*Given passage*:

____________

Costco-Linked E. Coli Outbreak: What Caused Outbreak and Full List of Recalled Items
Health officials believe celery is the cause for an outbreak of E. coli linked to Costco's rotisserie chicken salad.
The Centers for Disease Control and Prevention reported that preliminary testing at a lab traced the contamination to diced celery included in Costco's chicken salad. The vegetable came from a Californian company called Taylor Farms, and certain products that contain the produce vendor's celery — items like salad kits, vegetable trays and pre-made foods — and that are distributed to major supermarkets and grocers nationwide, have been recalled.
The exact Taylor Farms product that caused the outbreak is called the Celery and Online Diced Blend, an ingredient used in more than 155,000 different products, according to ABC News. The Food and Drug Administration said those products are distributed to a number of major retailers, including 7-Eleven, Safeway, Target, Walmart and Sam's Club.
The FDA released a full list of recalled items.
As of Nov. 23, 19 people were infected by the outbreak in a total of seven states: California, Colorado, Missouri, Montana, Utah, Virginia and Washington. With six reported illnesses, Montana has the highest number of E. coli cases so far.

____________

*Given information*:
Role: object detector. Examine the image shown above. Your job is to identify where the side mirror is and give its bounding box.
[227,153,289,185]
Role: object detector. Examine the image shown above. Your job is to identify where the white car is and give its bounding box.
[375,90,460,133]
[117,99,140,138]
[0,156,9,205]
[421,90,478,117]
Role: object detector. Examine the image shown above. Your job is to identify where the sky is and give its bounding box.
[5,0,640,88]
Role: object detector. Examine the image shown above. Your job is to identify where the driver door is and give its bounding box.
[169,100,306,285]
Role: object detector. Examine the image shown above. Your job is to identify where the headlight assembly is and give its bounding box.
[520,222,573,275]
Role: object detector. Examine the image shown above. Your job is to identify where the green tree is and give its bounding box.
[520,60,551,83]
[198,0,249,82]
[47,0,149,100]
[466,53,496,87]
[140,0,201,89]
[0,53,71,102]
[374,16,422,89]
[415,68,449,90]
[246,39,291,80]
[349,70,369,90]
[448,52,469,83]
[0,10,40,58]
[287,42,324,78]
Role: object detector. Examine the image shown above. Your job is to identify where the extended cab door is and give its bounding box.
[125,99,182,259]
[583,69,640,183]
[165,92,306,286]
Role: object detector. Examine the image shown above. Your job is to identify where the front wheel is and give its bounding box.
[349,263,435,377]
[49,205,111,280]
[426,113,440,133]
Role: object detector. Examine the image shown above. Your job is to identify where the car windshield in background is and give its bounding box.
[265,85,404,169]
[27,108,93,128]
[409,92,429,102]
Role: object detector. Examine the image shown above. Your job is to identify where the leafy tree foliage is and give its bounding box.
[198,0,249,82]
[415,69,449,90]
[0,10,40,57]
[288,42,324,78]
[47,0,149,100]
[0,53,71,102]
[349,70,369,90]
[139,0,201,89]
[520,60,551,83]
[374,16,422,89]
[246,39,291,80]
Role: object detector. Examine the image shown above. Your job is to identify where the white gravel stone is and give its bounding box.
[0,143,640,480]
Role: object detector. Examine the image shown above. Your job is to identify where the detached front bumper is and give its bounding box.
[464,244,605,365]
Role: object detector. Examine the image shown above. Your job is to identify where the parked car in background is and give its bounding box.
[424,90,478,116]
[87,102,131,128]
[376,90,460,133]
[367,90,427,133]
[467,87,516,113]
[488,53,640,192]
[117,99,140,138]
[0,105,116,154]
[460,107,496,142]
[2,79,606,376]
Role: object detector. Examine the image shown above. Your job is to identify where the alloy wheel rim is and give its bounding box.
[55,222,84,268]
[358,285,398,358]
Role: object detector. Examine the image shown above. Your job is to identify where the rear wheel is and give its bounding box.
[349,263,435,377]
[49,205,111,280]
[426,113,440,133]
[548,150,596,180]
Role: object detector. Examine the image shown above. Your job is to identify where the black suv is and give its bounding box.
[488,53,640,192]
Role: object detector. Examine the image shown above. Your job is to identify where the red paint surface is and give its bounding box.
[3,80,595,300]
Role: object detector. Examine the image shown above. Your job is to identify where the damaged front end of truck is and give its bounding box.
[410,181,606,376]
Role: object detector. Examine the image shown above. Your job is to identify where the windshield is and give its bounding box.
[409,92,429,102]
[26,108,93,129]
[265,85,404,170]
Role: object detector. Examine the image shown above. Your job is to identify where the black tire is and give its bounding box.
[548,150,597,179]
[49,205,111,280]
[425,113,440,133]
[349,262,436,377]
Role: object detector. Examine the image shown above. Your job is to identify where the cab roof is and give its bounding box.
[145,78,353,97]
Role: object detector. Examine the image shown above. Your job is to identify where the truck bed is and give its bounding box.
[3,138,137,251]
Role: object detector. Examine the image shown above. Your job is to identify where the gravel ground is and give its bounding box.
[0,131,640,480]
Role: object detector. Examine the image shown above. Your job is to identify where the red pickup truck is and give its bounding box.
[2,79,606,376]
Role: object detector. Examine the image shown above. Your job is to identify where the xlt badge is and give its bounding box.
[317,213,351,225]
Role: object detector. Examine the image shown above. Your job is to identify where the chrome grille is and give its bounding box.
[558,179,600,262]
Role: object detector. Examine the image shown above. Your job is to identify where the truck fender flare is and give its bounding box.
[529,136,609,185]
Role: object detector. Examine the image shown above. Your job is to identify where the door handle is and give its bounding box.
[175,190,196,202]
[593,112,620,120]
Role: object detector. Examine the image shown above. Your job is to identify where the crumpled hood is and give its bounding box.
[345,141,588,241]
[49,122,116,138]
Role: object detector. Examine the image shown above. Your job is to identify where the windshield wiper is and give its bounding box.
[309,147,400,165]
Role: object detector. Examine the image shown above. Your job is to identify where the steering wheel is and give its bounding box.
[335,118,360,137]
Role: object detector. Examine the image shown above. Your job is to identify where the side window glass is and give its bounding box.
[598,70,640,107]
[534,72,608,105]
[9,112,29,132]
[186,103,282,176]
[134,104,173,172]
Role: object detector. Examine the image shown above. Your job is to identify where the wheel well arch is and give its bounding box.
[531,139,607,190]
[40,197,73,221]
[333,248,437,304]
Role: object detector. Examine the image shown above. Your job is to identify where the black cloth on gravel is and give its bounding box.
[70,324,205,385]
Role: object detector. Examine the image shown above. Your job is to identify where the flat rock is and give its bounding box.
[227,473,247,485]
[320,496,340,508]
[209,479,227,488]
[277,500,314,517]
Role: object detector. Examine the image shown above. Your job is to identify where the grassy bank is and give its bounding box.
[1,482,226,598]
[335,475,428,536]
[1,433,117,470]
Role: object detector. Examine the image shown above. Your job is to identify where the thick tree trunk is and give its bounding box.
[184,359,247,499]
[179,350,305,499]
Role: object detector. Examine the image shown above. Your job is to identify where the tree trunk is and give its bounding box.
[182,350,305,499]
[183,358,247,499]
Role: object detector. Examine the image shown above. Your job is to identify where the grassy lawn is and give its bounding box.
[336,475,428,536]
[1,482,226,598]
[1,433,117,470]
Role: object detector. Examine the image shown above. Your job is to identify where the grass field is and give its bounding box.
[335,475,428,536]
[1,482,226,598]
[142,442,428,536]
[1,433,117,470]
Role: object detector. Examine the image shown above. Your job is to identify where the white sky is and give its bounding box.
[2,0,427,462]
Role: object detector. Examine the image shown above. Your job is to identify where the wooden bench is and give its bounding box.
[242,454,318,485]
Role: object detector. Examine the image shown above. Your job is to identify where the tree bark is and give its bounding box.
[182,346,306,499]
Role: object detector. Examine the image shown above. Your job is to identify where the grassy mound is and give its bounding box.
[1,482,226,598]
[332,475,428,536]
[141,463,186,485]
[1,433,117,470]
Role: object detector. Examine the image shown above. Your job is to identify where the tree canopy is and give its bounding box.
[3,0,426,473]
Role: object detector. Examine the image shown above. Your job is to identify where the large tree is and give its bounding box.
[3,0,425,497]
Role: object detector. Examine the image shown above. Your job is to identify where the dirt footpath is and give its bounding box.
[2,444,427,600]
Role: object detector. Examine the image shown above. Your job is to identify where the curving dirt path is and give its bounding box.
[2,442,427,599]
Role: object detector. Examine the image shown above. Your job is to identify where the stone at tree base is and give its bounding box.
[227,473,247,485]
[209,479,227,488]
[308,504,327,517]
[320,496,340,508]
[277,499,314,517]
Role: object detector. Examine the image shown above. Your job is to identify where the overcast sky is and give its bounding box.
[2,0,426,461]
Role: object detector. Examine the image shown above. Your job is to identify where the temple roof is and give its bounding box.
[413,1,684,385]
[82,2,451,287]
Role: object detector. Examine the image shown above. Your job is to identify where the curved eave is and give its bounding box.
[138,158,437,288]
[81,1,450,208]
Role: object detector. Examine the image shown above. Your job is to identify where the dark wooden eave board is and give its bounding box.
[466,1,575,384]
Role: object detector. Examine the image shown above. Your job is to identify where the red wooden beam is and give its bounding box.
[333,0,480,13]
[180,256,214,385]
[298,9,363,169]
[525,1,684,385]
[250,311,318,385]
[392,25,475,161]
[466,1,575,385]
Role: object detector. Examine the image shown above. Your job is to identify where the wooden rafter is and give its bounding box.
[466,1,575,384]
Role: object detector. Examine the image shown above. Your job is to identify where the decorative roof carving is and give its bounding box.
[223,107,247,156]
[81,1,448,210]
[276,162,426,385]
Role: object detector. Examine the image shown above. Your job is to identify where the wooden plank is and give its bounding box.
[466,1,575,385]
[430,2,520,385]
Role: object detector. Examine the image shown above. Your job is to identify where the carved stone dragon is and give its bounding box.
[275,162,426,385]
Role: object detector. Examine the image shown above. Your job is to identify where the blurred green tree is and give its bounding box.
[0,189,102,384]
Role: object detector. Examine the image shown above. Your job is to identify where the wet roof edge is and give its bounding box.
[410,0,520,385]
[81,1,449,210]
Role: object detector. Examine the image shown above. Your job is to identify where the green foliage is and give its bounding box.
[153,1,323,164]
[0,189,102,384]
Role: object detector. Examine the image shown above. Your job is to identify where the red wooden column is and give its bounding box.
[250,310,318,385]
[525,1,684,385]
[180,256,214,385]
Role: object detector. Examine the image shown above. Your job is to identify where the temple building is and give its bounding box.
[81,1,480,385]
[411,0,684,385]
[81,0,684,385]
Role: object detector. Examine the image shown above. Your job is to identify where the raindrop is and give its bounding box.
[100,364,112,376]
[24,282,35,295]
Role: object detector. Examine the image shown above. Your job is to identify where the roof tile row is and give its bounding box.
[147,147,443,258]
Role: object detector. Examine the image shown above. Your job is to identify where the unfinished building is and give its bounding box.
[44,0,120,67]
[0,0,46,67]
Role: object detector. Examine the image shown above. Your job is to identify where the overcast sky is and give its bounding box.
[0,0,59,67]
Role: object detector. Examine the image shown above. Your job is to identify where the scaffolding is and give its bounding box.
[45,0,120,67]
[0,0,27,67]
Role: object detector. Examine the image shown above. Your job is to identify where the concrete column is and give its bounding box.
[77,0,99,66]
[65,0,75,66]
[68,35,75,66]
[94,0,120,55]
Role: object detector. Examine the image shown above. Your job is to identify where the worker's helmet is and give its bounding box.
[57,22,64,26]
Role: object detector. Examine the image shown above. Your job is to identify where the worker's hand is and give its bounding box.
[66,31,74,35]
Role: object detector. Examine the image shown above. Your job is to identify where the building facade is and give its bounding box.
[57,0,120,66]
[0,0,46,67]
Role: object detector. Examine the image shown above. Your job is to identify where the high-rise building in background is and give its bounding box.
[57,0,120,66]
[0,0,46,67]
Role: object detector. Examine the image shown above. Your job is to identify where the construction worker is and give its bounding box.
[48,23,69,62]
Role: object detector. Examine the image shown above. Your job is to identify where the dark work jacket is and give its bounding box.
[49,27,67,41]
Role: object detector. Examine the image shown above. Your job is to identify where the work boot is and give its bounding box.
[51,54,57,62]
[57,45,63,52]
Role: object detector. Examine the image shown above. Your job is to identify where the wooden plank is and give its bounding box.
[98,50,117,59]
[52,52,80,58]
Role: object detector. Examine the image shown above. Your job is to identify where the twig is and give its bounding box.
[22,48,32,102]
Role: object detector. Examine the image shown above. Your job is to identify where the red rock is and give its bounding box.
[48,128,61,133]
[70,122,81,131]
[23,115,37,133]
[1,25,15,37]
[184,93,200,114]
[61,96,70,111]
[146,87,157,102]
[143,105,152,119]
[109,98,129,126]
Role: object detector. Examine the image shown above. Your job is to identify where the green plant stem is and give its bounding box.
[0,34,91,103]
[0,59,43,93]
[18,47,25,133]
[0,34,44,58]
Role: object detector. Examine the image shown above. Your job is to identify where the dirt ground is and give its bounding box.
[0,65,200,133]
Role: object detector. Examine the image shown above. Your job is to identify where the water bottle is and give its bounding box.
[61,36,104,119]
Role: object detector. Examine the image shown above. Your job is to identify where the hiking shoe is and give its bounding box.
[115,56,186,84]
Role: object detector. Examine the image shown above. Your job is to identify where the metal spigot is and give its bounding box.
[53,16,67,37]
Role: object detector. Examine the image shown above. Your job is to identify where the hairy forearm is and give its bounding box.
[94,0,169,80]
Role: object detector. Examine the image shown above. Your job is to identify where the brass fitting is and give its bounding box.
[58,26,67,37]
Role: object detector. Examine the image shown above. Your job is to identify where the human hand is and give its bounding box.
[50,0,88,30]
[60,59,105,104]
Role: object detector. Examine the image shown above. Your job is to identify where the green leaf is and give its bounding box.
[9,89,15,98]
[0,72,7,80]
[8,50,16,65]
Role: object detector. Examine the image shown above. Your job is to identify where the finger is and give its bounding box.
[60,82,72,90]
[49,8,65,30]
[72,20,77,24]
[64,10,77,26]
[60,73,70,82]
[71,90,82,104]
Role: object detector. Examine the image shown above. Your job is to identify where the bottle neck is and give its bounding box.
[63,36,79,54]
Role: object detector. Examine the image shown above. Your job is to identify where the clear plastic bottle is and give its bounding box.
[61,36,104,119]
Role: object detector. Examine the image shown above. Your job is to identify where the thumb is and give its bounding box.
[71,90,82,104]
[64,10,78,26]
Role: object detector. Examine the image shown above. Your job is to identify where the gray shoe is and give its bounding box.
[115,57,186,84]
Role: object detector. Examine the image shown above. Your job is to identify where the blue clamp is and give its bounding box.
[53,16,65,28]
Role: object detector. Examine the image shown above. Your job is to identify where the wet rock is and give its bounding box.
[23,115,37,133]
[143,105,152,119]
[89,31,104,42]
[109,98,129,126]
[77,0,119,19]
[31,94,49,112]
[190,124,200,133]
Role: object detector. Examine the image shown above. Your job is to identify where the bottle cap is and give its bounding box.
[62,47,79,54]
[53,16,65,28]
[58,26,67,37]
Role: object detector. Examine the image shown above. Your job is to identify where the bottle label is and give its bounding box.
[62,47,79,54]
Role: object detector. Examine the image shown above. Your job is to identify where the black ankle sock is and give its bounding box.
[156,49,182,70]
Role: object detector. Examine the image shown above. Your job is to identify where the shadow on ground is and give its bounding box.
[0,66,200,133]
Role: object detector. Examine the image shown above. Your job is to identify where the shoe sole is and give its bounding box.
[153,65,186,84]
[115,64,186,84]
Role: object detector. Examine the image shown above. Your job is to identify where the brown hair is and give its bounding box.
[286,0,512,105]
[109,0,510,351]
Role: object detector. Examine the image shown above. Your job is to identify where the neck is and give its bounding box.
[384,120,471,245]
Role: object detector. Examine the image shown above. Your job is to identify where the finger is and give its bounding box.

____________

*Problem 1*:
List the states where people were infected, according to the E. coli outbreak article.
*Problem 2*:
Please continue the E. coli outbreak article from where it ends.

*Task response 1*:
California, Colorado, Missouri, Montana, Utah, Virginia, Washington

*Task response 2*:
Though there have been no reported deaths linked to the E. coli outbreak, the CDC reports that five people have been hospitalized and two more have suffered kidney failure due after ingesting contaminated foods. Per the FDA, when ingested, the bacteria can cause diarrhea, bloody stools and, in some cases a type of kidney failure known as Hemolytic Uremic Syndrome.
According to a statement from the CDC, officials will continue to investigate the bacteria outbreak.
"CDC and state and local public health partners are continuing laboratory surveillance through PulseNet to identify any additional ill persons and to interview them," reads a statement. "This investigation is ongoing. Updates will be provided when more information is available."